> _What to do_
Report all lines of the data below that hold the word "white".
[[ Data records open ]]
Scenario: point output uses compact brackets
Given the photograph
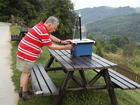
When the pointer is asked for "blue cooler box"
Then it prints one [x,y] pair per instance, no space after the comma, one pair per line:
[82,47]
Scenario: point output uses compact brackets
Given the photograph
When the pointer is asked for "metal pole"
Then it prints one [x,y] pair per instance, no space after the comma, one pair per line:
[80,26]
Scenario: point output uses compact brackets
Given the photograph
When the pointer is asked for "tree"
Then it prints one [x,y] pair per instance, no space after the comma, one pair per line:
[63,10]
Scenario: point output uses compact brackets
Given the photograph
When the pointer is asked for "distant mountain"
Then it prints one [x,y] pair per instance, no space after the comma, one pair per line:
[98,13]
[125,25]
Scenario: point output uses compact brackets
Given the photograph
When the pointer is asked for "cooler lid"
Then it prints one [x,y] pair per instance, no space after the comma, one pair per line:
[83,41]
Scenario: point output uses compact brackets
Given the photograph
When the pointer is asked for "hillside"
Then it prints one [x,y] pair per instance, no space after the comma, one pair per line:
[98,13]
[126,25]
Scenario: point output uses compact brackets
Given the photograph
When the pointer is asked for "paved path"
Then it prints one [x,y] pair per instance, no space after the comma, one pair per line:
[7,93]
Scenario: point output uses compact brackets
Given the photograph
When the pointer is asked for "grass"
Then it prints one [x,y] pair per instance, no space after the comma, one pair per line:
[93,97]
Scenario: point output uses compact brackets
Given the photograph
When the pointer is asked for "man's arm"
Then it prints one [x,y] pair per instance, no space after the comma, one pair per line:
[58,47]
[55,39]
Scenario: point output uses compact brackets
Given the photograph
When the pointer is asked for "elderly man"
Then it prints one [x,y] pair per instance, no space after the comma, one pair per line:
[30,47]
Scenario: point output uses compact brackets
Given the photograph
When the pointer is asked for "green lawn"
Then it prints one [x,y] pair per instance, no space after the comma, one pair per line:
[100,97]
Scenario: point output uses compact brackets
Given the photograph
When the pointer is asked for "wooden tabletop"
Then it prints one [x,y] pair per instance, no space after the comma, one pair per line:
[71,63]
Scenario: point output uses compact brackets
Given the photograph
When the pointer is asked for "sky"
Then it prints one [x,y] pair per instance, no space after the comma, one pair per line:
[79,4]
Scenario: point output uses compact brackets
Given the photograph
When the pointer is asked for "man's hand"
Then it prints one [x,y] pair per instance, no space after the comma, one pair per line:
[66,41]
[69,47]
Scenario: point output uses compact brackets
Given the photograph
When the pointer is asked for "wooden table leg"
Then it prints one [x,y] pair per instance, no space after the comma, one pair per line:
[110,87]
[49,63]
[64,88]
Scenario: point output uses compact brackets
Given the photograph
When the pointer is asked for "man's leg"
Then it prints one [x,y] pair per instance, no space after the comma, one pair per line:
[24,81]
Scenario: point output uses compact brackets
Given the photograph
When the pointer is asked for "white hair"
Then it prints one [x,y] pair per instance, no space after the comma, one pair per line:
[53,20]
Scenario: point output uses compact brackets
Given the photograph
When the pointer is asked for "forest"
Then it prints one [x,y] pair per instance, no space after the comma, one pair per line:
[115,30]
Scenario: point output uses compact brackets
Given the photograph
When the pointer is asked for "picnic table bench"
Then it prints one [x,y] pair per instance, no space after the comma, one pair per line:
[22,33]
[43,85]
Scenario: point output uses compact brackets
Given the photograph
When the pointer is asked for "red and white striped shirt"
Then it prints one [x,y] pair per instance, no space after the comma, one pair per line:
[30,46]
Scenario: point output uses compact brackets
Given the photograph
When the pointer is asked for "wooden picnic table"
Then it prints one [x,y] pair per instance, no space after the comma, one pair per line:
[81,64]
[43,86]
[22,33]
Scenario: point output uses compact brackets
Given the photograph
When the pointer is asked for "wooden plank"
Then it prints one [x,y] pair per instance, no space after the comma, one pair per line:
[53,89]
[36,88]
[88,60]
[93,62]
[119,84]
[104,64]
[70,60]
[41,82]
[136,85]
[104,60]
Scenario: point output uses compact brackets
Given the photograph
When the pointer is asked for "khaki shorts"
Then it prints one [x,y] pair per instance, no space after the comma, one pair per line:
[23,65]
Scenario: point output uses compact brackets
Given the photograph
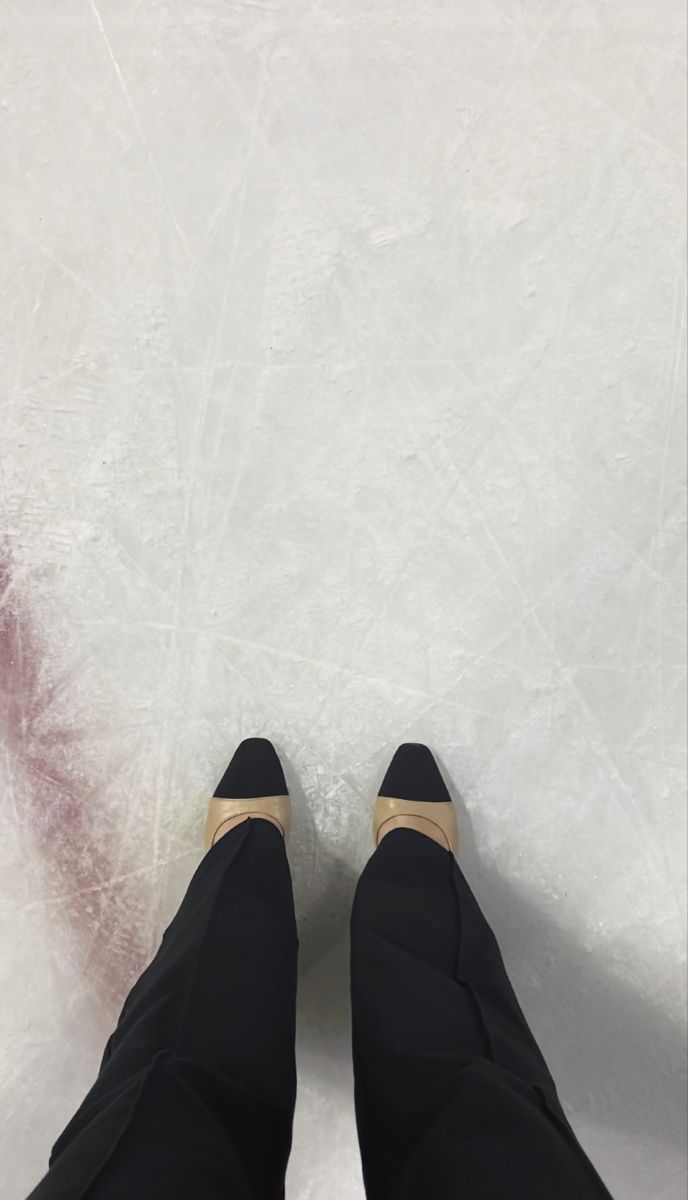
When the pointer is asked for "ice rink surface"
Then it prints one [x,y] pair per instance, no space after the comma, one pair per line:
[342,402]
[[ Data records closed ]]
> _Solution for this task_
When the pointer is asked for "white hair"
When the pointer is asked for "red and white striped shirt"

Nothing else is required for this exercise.